Please take a look and let me know what you think. In the meantime I'll
be working on a similar patch to 2.6-head that has optimizations for
uniprocessor and two-CPU operation, to avoid the overhead of the percpu
functions when they are unneeded.
This patch:
Replaces the utime, stime and sched_time fields in signal_struct with
the shared_times structure, which is cacheline aligned and allocated
when needed using the alloc_percpu() mechanism. There is one copy of
this structure per running CPU when it is being used.
Each place that loops through all threads in a thread group to sum
task->utime and/or task->stime now use the shared_*_sum() inline
functions defined in sched.h to sum the per-CPU structures. This
includes compat_sys_times(), do_task_stat(), do_getitimer(),
sys_times() and k_getrusage().
Certain routines that used task->signal->[us]time now use the
shared_*_sum() functions instead, which may (but hopefully will not)
change their semantics slightly. These include fill_prstatus() (in
fs/binfmt_elf.c), do_task_stat() (in fs/proc/array.c),
wait_task_zombie() and do_notify_parent().

_Available data:_

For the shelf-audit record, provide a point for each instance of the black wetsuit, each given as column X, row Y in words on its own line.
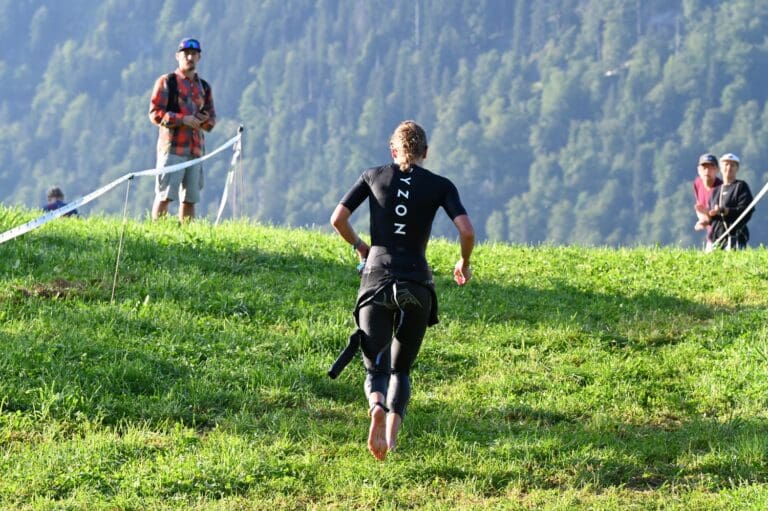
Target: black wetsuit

_Short exercise 1:_ According to the patch description, which file contains fill_prstatus()?
_Short exercise 2:_ Pick up the kernel patch description after its last sentence and keep writing it.
The material has no connection to the patch description.

_Exercise output 1:_ It is in fs/binfmt_elf.c.

_Exercise output 2:_
At each tick, update_cpu_clock(), account_user_time() and
account_system_time() update the relevant field of the shared_times
structure using a pointer obtained using per_cpu_ptr, with the effect
that these functions do not compete with one another for the cacheline.
Each of these functions updates the task-private field followed by the
shared_times version if one is present.
Finally, kernel/posix-cpu-timers.c has changed quite dramatically.
First, run_posix_cpu_timers() decides whether a timer has expired by
consulting the it_*_expires fields in the task struct of the running
thread and the shared_*_sum() functions that cover the entire process.
The check_process_timers() routine bases its computations on the
shared structure, removing two loops through the threads. "Rebalancing"
is no longer required, the process_timer_rebalance() routine as
disappeared entirely and the arm_timer() routine merely fills
p->signal->it_*_expires from timer->it.cpu.expires.*. The
cpu_clock_sample_group_locked() loses its summing loops, using the
the shared structure instead. Finally, set_process_cpu_timer() sets
tsk->signal->it_*_expires directly rather than calling the deleted
rebalance routine.
The only remaining open question is whether these changes break the
semantics of the status-returning routines fill_prstatus(),
do_task_stat(), wait_task_zombie() and do_notify_parent().
--
Frank Mayhar <fmayhar@...gle.com>
Google, Inc.
View attachment "posix-timers.patch" of type "text/x-patch" (26325 bytes)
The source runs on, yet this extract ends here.